Given entries
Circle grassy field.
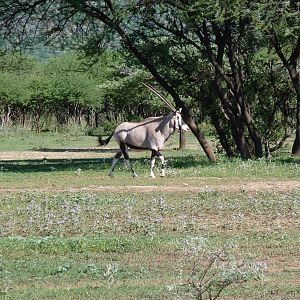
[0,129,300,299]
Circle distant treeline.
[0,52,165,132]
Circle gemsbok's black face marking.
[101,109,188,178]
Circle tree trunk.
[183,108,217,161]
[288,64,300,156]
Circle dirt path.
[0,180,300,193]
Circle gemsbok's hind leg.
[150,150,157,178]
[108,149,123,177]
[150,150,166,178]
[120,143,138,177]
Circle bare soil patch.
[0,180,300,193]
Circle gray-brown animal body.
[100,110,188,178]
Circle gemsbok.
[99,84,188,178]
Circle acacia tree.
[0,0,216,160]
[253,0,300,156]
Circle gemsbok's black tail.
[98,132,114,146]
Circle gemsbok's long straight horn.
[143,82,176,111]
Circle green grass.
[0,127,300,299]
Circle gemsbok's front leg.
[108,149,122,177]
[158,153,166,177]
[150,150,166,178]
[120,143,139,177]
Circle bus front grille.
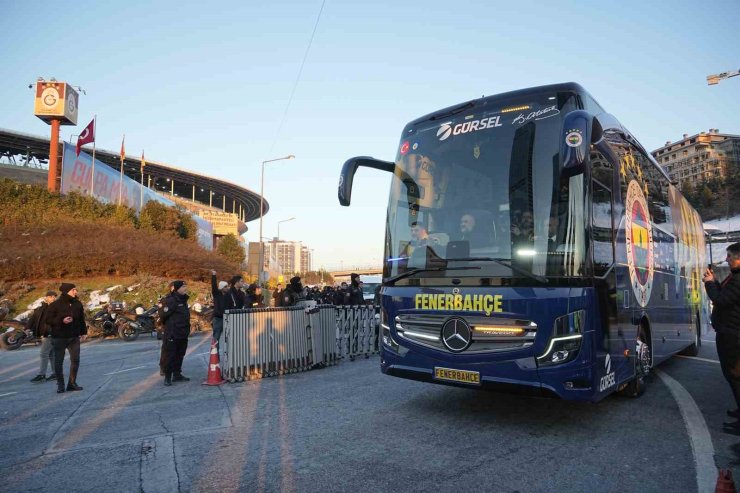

Task prompt
Update all of the entries above by changing every "Circle" to "Outline" and keeping everything else the same. Leave out the pictures.

Response
Outline grassy field.
[0,129,300,299]
Outline distant treeline.
[0,52,165,132]
Outline gemsbok's black face marking.
[101,109,188,178]
Outline tree trunk.
[183,108,217,161]
[288,64,300,156]
Outline dirt path.
[0,180,300,193]
Outline gemsbok's hind leg.
[150,150,157,178]
[108,149,123,177]
[150,150,166,178]
[120,143,138,177]
Outline bare soil patch.
[0,180,300,193]
Outline gray-brown animal body.
[100,110,188,178]
Outline gemsbok.
[99,84,188,178]
Outline acacia tree.
[0,0,216,160]
[253,0,300,156]
Outline gemsbok's black tail.
[98,132,114,146]
Outline gemsbok's long straight horn.
[143,82,176,111]
Outline green grass.
[0,127,300,299]
Outline gemsbok's front leg.
[108,149,122,177]
[158,153,166,177]
[150,150,166,178]
[120,143,139,177]
Outline bus front grille.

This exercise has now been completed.